━━━━━ Testo di riferimento

La Corte di Cassazione, Sezioni Unite, con la sentenza n. 34419 depositata l’ 11 dicembre 2023. intervenendo in tema di crediti inesistenti, ha statuito il principio di diritto secondo cui “… in tema di compensazione di crediti o eccedenze d’imposta da parte del contribuente, all’azione di accertamento dell’erario si applica il più lungo termine di otto anni, di cui all’art. 27, comma 16, d.l. n. 185 del 2008, quando il credito utilizzato è inesistente, condizione che si realizza – alla luce anche dell’art. 13, comma 5, terzo periodo, d.lgs. n. 471 del 1997, come modificato dal d.lgs. n. 158 del 2015 – allorché ricorrano congiuntamente i seguenti requisiti: a) il credito, in tutto o in parte, è il risultato di una artificiosa rappresentazione ovvero è carente dei presupposti costitutivi previsti dalla legge ovvero, pur sorto, è già estinto al momento del suo utilizzo; b) l’inesistenza non è riscontrabile mediante i controlli di cui agli artt. 36-bis e 36-ter d.P.R. n. 600 del 1973 e all’art. 54-bis d.P.R. n. 633 del 1972; ove sussista il primo requisito ma l’inesistenza sia riscontrabile in sede di controllo formale o automatizzato, la compensazione indebita riguarda crediti non spettanti e si applicano i termini ordinari per l’attività di accertamento …”
I giudici di legittimità hanno riaffermato che deve essere escluso un allargamento dei presupposti di rilevanza per l’applicazione del più rigoroso regime giuridico: il credito non solo è inesistente al momento del suo utilizzo in compensazione ma tale inesistenza, quando gli adempimenti richiesti si traducano in attività non meramente formali, non è neppure rilevabile in sede di controllo automatizzato, restando la condotta del contribuente – che ha posto in compensazione il credito nonostante l’inosservanza degli obblighi, di facere o non facere, su di lui ricadenti – indubbiamente valutabile come abusiva e fraudolenta.
Infatti nella sentenza in commento viene precisato che nell’ambito dell’art. 13, comma 5, d.lgs. n. 471 del 1997, alla luce dell’orientamento affermatosi, e ritenuto dalla sentenza in commento prevalente, con le sentenze gemelle Cass. n. 34444 e n. 34445 del 2021 che hanno evidenziato la novità rappresentata dall’art. 13, comma 5 del D. Lgs n. 471/1997, secondo cui nella stessa definizione positiva di credito inesistente “può rinvenirsi la conferma della dignità della distinzione delle due categorie in discorso, già sulla base del precedente impianto normativo concernente la riscossione dei crediti d’imposta indebitamente utilizzati”. A tal proposito, ha precisato che la nozione di credito inesistente è ancorata ad una dimensione “non reale”, “non vera”, ossia priva di elementi giustificativi fenomenicamente apprezzabili, e non anche a connotazioni di fraudolenza. “… ai fini sanzionatori-tributari risulterebbero configurabili le seguenti ipotesi:
a) la compensazione di crediti inesistenti e la cui inesistenza non è riscontrabile in sede di controllo automatizzato;
b) la compensazione di crediti inesistenti la cui inesistenza è, invece, riscontrabile in sede di controllo automatizzato;
c) la compensazione di crediti esistenti ma non spettanti per la violazione di soglie di utilizzabilità o delle procedure e/o le formalità previste per il loro utilizzo. …”

━━━━━━━━━━
━━━━━ Informazioni estratte

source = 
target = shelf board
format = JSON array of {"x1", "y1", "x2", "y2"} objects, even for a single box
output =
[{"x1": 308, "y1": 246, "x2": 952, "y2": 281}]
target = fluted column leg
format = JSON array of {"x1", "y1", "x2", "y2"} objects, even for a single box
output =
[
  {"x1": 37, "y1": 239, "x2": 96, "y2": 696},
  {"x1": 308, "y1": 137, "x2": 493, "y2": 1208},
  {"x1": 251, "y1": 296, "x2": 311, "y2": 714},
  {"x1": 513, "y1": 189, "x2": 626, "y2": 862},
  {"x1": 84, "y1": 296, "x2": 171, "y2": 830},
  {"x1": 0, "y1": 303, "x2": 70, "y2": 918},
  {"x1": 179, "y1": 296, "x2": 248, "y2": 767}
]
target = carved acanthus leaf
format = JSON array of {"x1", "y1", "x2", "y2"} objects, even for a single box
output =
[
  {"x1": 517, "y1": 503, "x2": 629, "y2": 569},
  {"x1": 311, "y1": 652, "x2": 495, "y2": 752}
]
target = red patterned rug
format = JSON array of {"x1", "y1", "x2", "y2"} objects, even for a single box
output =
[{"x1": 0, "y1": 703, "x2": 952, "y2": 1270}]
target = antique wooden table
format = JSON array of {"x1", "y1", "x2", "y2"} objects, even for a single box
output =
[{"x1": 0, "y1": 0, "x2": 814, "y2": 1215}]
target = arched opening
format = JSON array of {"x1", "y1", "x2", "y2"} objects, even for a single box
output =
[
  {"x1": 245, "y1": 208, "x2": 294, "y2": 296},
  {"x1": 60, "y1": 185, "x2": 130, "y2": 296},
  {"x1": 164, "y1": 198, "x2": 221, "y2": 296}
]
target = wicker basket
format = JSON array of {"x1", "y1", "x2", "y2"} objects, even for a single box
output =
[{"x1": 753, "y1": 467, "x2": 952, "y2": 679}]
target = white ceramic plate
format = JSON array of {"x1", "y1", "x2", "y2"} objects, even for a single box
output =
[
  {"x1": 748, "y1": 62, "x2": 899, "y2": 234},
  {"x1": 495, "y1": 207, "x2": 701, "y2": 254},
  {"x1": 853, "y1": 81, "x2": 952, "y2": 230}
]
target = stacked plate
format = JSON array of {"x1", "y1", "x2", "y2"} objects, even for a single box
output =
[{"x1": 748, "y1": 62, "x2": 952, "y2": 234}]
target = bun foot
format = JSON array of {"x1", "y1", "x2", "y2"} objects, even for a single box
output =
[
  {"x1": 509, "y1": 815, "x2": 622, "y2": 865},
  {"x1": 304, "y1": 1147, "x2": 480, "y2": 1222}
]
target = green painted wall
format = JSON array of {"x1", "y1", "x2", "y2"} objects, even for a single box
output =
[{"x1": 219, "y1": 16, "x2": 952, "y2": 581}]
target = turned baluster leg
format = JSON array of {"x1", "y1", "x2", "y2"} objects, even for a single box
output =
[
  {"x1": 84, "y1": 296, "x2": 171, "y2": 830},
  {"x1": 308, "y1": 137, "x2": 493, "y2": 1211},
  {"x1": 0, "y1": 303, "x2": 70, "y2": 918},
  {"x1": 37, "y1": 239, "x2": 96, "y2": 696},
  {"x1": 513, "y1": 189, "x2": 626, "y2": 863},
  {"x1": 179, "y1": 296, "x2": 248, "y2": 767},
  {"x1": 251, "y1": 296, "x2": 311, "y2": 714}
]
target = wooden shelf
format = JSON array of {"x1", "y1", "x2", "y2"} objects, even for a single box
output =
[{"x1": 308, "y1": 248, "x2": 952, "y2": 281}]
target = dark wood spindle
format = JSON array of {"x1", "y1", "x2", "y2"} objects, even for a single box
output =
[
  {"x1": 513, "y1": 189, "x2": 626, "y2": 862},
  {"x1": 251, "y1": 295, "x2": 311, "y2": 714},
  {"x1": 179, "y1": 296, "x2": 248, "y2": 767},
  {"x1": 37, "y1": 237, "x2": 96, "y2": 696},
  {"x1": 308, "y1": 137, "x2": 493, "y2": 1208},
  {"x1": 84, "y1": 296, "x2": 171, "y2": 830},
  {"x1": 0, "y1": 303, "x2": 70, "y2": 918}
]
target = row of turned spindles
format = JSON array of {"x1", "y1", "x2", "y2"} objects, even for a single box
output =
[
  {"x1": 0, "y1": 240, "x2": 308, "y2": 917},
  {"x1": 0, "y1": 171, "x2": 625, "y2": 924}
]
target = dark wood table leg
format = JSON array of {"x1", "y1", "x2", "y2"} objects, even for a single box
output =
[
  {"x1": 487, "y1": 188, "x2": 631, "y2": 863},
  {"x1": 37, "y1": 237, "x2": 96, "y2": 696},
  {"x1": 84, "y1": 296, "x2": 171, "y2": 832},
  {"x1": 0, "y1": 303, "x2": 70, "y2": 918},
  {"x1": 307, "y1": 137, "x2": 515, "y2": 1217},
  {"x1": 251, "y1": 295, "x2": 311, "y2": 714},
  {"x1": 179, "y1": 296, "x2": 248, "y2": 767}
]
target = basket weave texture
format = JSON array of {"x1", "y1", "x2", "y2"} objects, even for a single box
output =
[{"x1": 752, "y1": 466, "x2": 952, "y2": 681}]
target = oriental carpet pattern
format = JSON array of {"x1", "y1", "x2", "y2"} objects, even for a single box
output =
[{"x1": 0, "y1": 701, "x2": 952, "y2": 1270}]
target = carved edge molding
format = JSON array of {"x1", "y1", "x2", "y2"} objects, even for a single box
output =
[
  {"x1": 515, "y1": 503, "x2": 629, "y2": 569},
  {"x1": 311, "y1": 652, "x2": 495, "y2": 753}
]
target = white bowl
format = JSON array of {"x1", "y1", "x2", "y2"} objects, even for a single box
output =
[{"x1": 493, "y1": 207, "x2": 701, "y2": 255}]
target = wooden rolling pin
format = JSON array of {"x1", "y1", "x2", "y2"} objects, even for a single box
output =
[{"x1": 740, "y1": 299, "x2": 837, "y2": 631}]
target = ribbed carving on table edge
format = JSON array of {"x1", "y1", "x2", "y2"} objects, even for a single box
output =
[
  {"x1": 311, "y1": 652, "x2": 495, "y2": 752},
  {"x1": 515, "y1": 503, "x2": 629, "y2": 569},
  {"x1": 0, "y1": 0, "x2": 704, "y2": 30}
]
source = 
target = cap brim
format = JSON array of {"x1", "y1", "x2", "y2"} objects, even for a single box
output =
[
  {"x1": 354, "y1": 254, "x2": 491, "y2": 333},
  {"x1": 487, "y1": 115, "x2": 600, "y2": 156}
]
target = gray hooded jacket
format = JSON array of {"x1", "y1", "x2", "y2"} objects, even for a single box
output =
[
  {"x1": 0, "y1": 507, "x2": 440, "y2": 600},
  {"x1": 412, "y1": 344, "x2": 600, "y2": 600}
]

━━━━━━━━━━

▶ _Consegna_
Nel testo sulla sentenza n. 34419 delle Sezioni Unite, quale termine si applica all'azione di accertamento dell'erario quando il credito utilizzato in compensazione è inesistente?

▶ _Risposta scritta_
Si applica il più lungo termine di otto anni, previsto dall'art. 27, comma 16, d.l. n. 185 del 2008.